• Selected excerpt:
■ ■ ■ ■

You can find the first part of the interviews here: Are Your Marketing Efforts Really Aligned? World’s Leading Experts Answer.

The questions are preceded by my initials KCP, Kelli-Carolin Parkja, and the experts’ answers are indicated with their names. To contact me, write to me on Twitter @kellicarolin.

The interviewees:

The best measurement is that sales will increase. – David Meerman Scott

KCP: How do you measure the ROI of social media activities?

Andrea Colaianni: People are trying to find a way to measure the ROI of social media, but it is a big mistake. Because today, the economy is not the same as 50 years ago. At those times, when a person got a message, the company knew how much money they could have back from him. Today, communication means giving substantial importance to the engagement, to the corporate reputation, and to the brand reputation. Trying to measure the ROI is like thinking in a different kind of a funnel. Today the funnel is liquid, so the ROI is more like a ROE – return on engagement more than return on investment. We have to find the main elements to measure social media – what is engagement and what is really influencing the client-side behaviour. For example, estimating, how much an effort on Facebook costs is very important but one also needs to consider, how much he will lose, if he does not use Facebook. When the client is very engaged or a call-to-action works – these are the points that we really have to focus on.

David Meerman Scott: The best measurement is that sales will increase. But I am not a fan at all of measuring social media in the same way that people have measured other forms of marketing. I think that it gets marketers into trouble. In traditional marketing, people would measure the ROI, particularly in B2B companies, in terms of the number of sales leads. The problem is that when you are looking at a sales lead as a metrics then it requires that you have sales people to close those deals. It also requires that in some way those people will have to sign up to become a lead, they have to give their information to you. Too many people in their online channel insist on requiring email addresses for their content and other ways of registration in order to generate so-called sales leads in their online marketing. That is a terrible mistake, because it means that you are actively discouraging people. You are actively saying to them,”I don’t want you to download my stuff,“ because you are requiring their email address. The things you need to measure, are the places where you appear on the search engines. You can increase your appearance on search engines by creating great content. You can measure the amount of people that are interacting with your content. You can put an alternative secondary offer into the content, so people can sign up for something else after. All these are ways of calculating a return. But I think that using the same methods that we were using in the past is a very bad idea. The other thing that I would mention is that many of these social media tools are free, they don´t cost any money. So traditional forms of ROI calculation also don´t make sense because we are not talking about something that costs money. It is free to create a Youtube video, it is free to do a Twitter feed and it is free to create a blog. All the ROI tools that were created in the past, were created to measure the numbers and the amount of money that was spent. You do not have to spend any money in social media.

■ ■ ■ ■

• Data listing:
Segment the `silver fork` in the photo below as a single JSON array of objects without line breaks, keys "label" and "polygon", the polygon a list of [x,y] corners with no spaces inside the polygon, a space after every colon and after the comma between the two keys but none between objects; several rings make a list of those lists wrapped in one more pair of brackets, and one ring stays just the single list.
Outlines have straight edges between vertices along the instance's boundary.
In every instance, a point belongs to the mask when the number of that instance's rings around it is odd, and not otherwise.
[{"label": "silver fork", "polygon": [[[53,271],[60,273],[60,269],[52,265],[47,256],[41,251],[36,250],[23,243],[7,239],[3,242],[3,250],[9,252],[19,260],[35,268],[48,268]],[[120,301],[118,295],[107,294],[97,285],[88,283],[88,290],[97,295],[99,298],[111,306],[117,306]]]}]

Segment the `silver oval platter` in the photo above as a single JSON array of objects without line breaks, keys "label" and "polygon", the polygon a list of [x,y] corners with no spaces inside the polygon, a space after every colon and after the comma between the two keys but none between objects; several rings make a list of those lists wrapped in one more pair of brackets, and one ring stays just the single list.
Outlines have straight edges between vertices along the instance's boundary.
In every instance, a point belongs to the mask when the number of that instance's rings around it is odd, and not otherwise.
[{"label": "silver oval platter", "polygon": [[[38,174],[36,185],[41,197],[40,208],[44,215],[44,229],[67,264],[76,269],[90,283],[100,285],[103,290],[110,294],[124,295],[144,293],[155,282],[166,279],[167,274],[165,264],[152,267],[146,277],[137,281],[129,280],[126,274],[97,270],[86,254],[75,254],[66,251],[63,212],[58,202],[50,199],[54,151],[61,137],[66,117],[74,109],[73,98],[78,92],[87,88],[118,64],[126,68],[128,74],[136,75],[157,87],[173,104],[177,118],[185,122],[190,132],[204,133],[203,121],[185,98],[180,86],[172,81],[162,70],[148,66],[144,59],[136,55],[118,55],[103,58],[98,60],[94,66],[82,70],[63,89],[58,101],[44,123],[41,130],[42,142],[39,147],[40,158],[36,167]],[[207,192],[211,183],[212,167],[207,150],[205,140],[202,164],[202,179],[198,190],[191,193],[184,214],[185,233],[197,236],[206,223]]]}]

■ ■ ■ ■

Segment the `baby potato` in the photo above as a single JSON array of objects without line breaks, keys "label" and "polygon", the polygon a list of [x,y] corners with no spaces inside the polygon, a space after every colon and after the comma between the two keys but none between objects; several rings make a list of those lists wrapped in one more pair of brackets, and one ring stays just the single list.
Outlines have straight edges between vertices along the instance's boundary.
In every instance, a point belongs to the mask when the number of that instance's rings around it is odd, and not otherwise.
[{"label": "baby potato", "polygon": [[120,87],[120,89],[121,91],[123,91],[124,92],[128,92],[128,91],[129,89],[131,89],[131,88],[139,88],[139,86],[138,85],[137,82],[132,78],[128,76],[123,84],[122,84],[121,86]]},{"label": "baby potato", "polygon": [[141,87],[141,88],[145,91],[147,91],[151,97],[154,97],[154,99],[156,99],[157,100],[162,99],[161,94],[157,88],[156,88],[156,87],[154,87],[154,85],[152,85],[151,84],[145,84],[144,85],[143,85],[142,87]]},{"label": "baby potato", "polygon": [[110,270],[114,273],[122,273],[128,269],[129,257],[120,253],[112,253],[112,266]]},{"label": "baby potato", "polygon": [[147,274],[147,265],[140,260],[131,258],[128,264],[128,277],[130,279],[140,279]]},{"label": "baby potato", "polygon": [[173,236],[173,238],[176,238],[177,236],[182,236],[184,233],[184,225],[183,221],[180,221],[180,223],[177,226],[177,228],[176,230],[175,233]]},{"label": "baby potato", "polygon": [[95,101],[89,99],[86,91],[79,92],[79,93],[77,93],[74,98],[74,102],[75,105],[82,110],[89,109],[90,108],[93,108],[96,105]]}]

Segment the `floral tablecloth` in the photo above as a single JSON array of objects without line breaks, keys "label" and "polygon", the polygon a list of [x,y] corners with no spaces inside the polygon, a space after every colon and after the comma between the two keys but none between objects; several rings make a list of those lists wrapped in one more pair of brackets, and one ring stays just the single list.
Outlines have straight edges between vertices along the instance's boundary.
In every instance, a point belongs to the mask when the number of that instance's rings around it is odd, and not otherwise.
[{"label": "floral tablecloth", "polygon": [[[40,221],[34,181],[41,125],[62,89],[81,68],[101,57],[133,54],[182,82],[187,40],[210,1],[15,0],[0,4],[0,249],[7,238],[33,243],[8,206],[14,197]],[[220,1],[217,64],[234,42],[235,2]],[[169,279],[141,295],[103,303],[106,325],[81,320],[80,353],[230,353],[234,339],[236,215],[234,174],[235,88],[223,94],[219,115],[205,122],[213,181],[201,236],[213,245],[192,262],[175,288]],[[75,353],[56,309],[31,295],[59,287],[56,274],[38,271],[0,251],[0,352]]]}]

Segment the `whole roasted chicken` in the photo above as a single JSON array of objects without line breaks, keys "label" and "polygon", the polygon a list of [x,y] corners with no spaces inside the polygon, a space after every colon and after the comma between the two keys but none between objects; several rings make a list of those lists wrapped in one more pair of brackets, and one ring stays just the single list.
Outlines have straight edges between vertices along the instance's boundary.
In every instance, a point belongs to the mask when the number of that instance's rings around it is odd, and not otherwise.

■ ■ ■ ■

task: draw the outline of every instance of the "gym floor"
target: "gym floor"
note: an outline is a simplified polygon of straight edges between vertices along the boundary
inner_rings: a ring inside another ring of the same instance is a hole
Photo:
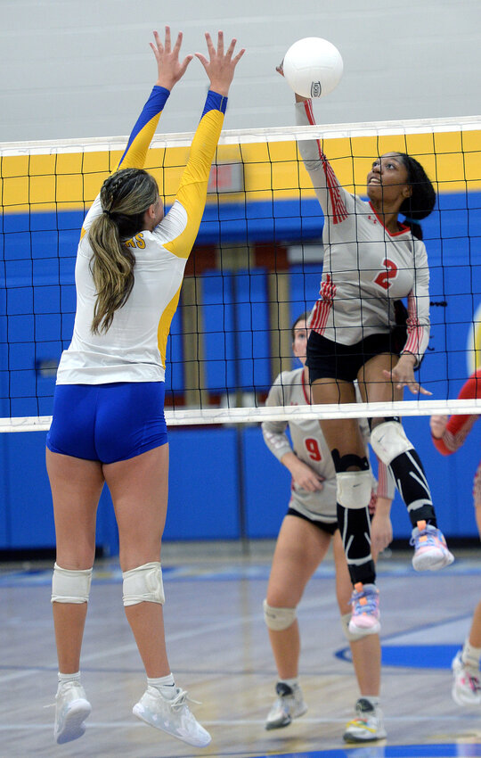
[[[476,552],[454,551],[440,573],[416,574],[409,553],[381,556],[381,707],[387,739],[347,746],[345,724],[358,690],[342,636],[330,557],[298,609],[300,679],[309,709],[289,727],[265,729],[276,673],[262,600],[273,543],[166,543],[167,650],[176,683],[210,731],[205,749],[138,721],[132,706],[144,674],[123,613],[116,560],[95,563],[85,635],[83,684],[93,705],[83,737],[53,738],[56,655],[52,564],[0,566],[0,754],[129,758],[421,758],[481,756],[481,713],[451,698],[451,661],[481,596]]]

■ ■ ■ ■

• Stated goal:
Set down the part of the social media ROI interview between "The questions are" and "on Twitter @kellicarolin.", inclusive, word for word.

• Written response:
The questions are preceded by my initials KCP, Kelli-Carolin Parkja, and the experts’ answers are indicated with their names. To contact me, write to me on Twitter @kellicarolin.